** Begin EXCERPTED RECORDS **

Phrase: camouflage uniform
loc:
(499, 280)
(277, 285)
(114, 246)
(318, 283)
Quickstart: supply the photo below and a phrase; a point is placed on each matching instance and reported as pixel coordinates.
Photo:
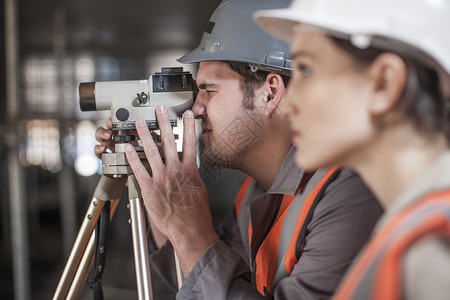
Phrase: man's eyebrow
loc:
(204, 85)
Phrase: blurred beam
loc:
(19, 224)
(66, 188)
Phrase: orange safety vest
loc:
(378, 273)
(283, 244)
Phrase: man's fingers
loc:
(189, 138)
(150, 148)
(167, 138)
(109, 123)
(99, 150)
(142, 175)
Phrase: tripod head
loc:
(132, 99)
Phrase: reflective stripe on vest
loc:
(279, 251)
(378, 273)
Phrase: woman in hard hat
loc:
(370, 91)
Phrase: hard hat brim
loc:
(280, 23)
(198, 55)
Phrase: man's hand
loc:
(104, 137)
(174, 195)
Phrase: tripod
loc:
(116, 172)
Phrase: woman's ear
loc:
(388, 73)
(276, 91)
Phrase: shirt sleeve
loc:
(427, 269)
(341, 224)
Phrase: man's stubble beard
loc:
(230, 147)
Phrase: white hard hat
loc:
(233, 36)
(422, 24)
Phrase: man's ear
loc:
(276, 90)
(388, 74)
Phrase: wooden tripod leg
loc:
(107, 189)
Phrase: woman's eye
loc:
(304, 70)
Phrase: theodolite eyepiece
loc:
(132, 99)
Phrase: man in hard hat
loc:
(292, 233)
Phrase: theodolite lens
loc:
(87, 96)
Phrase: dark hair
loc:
(422, 100)
(250, 81)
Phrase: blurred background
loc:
(48, 168)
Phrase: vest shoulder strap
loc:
(378, 272)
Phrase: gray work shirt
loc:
(341, 223)
(426, 265)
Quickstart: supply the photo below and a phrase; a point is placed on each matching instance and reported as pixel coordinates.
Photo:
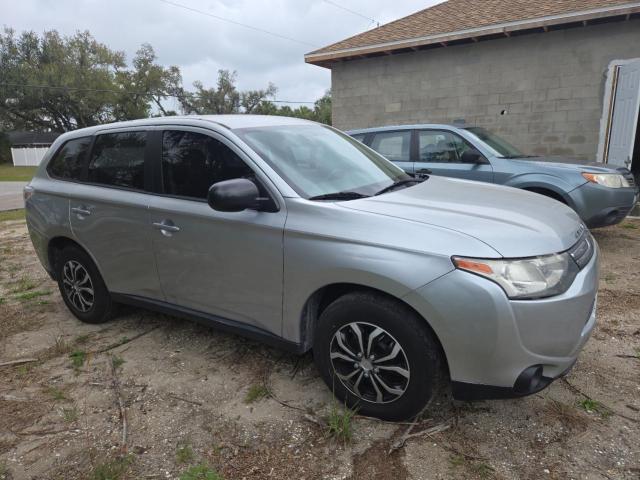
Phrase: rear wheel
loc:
(82, 287)
(378, 356)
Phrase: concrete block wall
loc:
(543, 92)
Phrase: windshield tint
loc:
(500, 145)
(317, 160)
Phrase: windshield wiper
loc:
(339, 196)
(399, 183)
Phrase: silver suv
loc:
(294, 233)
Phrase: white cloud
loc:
(200, 45)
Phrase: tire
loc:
(71, 266)
(421, 373)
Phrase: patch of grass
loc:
(113, 469)
(593, 406)
(200, 472)
(77, 359)
(184, 454)
(56, 393)
(483, 470)
(23, 285)
(255, 393)
(117, 361)
(8, 215)
(340, 423)
(26, 296)
(9, 173)
(70, 415)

** End EXCERPTED RECORDS **

#### YOUR OBJECTIVE
Please set out all of the material above as a JSON list of strings, one string per line, with blank lines skipped and the pictures left out.

#### REPLY TO THE EXERCISE
[
  "Phrase: camouflage uniform",
  "loc:",
  "(499, 280)",
  "(277, 285)",
  "(114, 246)",
  "(318, 283)",
  "Quickstart: supply the photo below and a phrase; a point is placed on each matching instance and reported as pixel coordinates.",
  "Photo:",
  "Phrase: man's eyebrow",
  "loc:",
  "(204, 85)",
  "Phrase: blurred beam",
  "loc:",
  "(19, 224)",
  "(66, 188)",
  "Phrase: orange safety vest",
  "loc:",
  "(378, 273)",
  "(283, 244)",
  "Phrase: man's fingers",
  "loc:",
  "(189, 138)",
  "(150, 148)",
  "(167, 138)",
  "(109, 123)",
  "(99, 150)",
  "(142, 175)",
  "Phrase: tripod head",
  "loc:",
  "(132, 99)",
  "Phrase: reflective stripe on vest",
  "loc:",
  "(279, 251)",
  "(378, 273)",
  "Phrase: woman in hard hat",
  "loc:",
  "(370, 91)",
  "Phrase: hard hat brim",
  "loc:",
  "(280, 23)",
  "(198, 55)",
  "Phrase: man's hand",
  "loc:",
  "(104, 137)",
  "(174, 195)",
  "Phrase: tripod",
  "loc:",
  "(116, 172)",
  "Phrase: woman's ear",
  "loc:",
  "(388, 73)",
  "(276, 91)",
  "Phrase: shirt sleeve",
  "loc:",
  "(427, 269)",
  "(341, 224)",
  "Phrase: man's stubble beard",
  "loc:",
  "(230, 147)",
  "Phrase: white hard hat",
  "loc:",
  "(233, 36)",
  "(422, 24)",
  "Phrase: man's ear",
  "loc:",
  "(276, 90)",
  "(388, 74)",
  "Phrase: wooden tripod leg",
  "loc:",
  "(107, 189)",
  "Phrase: woman's eye",
  "loc:",
  "(304, 70)",
  "Phrase: theodolite eyepiece",
  "loc:",
  "(132, 99)",
  "Phrase: man in hard hat",
  "loc:",
  "(292, 233)",
  "Phrase: theodolite lens",
  "loc:",
  "(87, 96)",
  "Phrase: dark hair",
  "loc:",
  "(422, 100)",
  "(250, 81)",
  "Phrase: blurred background",
  "loc:",
  "(48, 168)",
  "Phrase: vest shoulder strap",
  "loc:",
  "(378, 272)",
  "Phrase: gray work shirt",
  "loc:",
  "(341, 223)",
  "(426, 265)",
  "Quickstart: supply the photo below and a phrase; a point is placed on each matching instance and reported as pixel coordinates.",
  "Photo:",
  "Phrase: rear wheel",
  "loc:",
  "(82, 287)",
  "(378, 356)",
  "Phrase: concrete block wall",
  "loc:",
  "(543, 92)",
  "Phrase: windshield tint",
  "loc:",
  "(500, 145)",
  "(317, 160)",
  "Phrase: windshield wiper",
  "loc:",
  "(339, 196)",
  "(399, 183)",
  "Phrase: silver suv",
  "loc:",
  "(294, 233)",
  "Phrase: white cloud",
  "loc:",
  "(200, 45)",
  "Phrase: tire",
  "loc:",
  "(71, 266)",
  "(421, 373)",
  "Phrase: patch of grass",
  "loc:",
  "(113, 469)",
  "(593, 406)",
  "(200, 472)",
  "(77, 359)",
  "(184, 454)",
  "(56, 393)",
  "(483, 470)",
  "(23, 285)",
  "(255, 393)",
  "(117, 361)",
  "(8, 215)",
  "(340, 423)",
  "(26, 296)",
  "(9, 173)",
  "(70, 415)"
]